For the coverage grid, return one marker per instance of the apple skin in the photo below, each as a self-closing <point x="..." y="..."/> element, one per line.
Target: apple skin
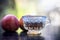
<point x="21" y="24"/>
<point x="9" y="23"/>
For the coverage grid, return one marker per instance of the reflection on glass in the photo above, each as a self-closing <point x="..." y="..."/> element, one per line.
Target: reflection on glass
<point x="35" y="23"/>
<point x="24" y="36"/>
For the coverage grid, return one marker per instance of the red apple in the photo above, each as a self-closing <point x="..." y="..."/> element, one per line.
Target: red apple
<point x="10" y="23"/>
<point x="21" y="23"/>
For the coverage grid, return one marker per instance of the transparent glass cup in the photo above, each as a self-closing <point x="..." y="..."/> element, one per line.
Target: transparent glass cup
<point x="34" y="24"/>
*****
__Description of the task__
Reproduce all of the lines above, requests included, offsetting every x and y coordinate in the answer points by 42. Leave the pictures out.

__Solution to this task__
For the coverage grid, return one marker per instance of the apple skin in the photo below, each as a self-closing <point x="..." y="..."/> element, one per line.
Target: apple skin
<point x="63" y="66"/>
<point x="51" y="65"/>
For the coverage grid, return one marker per instance of the reflection on glass in the photo above, each as a self-closing <point x="..." y="..."/> element, one per line.
Target: reflection on glass
<point x="77" y="65"/>
<point x="66" y="78"/>
For the coverage grid, return one marker per instance of the red apple in the photo above, each as a self-closing <point x="..." y="..."/> element, one per line.
Target: red apple
<point x="52" y="65"/>
<point x="63" y="65"/>
For the coverage grid, return one marker per instance of the transparent glass cup in the photo above, each as a self-closing <point x="..." y="..."/> element, one per line.
Target: transparent glass cup
<point x="76" y="66"/>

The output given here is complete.